**Exercise goal:** Write out every record below exactly, leaving the pictures out.
** Listed entries follows **
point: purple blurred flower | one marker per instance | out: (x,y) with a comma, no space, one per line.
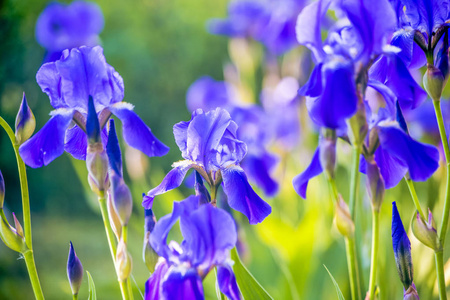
(270,22)
(62,26)
(69,82)
(209,144)
(209,235)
** End of Listed entries **
**Result of this task:**
point: purple blurred flower | one marker per instance | out: (x,y) with a comma, no space, one per line.
(270,22)
(62,26)
(69,82)
(209,144)
(209,235)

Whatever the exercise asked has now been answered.